** start Provided records **

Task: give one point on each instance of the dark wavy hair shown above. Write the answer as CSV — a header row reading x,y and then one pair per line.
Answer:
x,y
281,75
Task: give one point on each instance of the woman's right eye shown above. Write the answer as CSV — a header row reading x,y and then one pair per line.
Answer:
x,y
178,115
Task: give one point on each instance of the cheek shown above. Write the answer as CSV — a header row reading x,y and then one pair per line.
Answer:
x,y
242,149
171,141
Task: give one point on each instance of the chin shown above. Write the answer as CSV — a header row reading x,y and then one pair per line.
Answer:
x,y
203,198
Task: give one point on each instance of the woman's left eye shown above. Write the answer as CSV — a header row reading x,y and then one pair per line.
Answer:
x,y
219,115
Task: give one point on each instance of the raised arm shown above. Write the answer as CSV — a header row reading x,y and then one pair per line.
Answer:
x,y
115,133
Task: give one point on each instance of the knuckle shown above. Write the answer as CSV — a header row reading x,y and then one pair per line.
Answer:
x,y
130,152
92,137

** end Provided records **

What is needed »
Put the lines of the records, starting at the line that contains "Task: give one point on each instance of the cheek" and ending at the last line of the records, into a JSON list of strings with one string per line. Leave out blank lines.

In response »
[
  "Task: give one point on each instance of the cheek shown above. Write the answer as CSV — a header row reading x,y and then one pair per line.",
  "Answer:",
  "x,y",
  "242,149",
  "171,141",
  "Task: give one point on each instance of the chin shown above. Write the answer as CSV — a header row reading x,y and then one pair per line.",
  "Answer:",
  "x,y",
  "203,198",
  "Task: give one point on each instance of the woman's left eye shown above. Write the answer as CSV — a header row reading x,y and then one pair per line.",
  "Answer:",
  "x,y",
  "219,115",
  "Task: give one point on each instance of the raised arm shown above. Write the answer as CSV — a header row reading x,y and then one pair per line.",
  "Answer:",
  "x,y",
  "115,133",
  "Task: give one point on each instance of the knuckle shown above. Write the answer as CSV — a header row reading x,y and then one pair per line.",
  "Answer:",
  "x,y",
  "130,152",
  "92,137"
]